#### [Provided data]

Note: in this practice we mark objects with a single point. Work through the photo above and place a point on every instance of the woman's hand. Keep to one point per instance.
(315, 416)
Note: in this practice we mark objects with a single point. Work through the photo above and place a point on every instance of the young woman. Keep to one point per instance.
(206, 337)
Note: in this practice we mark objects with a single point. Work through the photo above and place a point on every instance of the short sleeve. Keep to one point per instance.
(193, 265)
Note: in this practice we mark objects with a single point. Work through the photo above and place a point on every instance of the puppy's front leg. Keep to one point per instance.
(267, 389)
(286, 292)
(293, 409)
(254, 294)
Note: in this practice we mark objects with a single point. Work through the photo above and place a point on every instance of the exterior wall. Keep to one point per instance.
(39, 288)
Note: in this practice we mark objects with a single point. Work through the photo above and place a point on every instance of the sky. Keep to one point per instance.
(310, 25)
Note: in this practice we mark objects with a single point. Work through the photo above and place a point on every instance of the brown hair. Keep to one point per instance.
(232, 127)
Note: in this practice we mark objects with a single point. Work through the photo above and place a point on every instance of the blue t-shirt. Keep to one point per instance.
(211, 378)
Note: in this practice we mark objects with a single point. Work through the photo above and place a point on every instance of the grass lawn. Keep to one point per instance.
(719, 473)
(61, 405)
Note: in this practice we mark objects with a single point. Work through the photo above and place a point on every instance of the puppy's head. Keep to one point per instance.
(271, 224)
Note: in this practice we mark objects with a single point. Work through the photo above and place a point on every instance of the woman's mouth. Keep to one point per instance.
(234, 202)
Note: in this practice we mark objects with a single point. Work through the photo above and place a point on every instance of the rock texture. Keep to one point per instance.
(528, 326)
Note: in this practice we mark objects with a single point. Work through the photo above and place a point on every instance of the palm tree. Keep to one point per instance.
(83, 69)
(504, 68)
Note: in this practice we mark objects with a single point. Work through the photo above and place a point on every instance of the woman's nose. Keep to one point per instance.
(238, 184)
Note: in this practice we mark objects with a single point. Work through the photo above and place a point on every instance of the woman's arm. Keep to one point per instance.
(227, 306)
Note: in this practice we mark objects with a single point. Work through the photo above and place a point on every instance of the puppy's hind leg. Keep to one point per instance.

#### [Directions]
The records must each be output verbatim, with nothing left out.

#### [Your response]
Note: in this practice we mark objects with a single point. Work through the photo above and place a point on every instance of the woman's hand. Keep to one point per instance.
(315, 416)
Note: in this practice we mark objects with a single point. Work through the photo above and place a point on every instance of the young woman. Keep to one point per instance.
(206, 337)
Note: in this practice we mark objects with a single point. Work through the photo above and place a point on every instance of the short sleeve. Keep to one point per instance.
(193, 265)
Note: in this practice we mark objects with a single point. Work through the photo above and place a point on every instance of the puppy's front leg. Keep to one point per instance.
(267, 389)
(286, 292)
(293, 409)
(254, 294)
Note: in this practice we mark objects with a single point. Work through the photo above and place a point on every instance of the exterior wall. Keep to one point per instance.
(39, 288)
Note: in this practice we mark objects with a single point. Work through the photo above and place a point on every instance of the sky. Keep to one point per instance.
(310, 25)
Note: in this practice we mark objects with a single point. Work through the photo above and place a point on every instance of the brown hair. Keep to one point per instance.
(232, 127)
Note: in this practice we mark objects with a single point. Work through the photo above and place a point on every instance of the blue t-shirt. Keep to one point per instance.
(211, 378)
Note: in this practice we mark objects with a single point. Work through the photo above and place a point on every instance of the grass lawn. Keep to one point per instance.
(719, 473)
(61, 405)
Note: in this practice we mark objects with a single point. Work through the photo above and place a point on every instance of the puppy's head. Keep to one point per instance.
(271, 224)
Note: in this practice we mark objects with a single point. Work through the photo above and place a point on every instance of the woman's mouth. Keep to one point per instance.
(234, 202)
Note: in this practice we mark objects with a single point. Work through the photo above and place a point on every instance of the rock texture. Keep to one point per instance.
(528, 326)
Note: in this practice we mark objects with a single point. Work through the photo above and place a point on every instance of the palm tree. Keep to one point per instance.
(83, 69)
(504, 68)
Note: in this practice we mark objects with a single point. Work through the photo above and place a point on every instance of the woman's nose. Keep to one point per instance.
(238, 184)
Note: in this practice we mark objects with a single point. Work through the photo above and place a point on every instance of the woman's arm. Keep to one point per instance.
(227, 306)
Note: in this practice we mark objects with a single point. Work through the photo above and place a point on every instance of the puppy's hind leg. Keep to one point per instance.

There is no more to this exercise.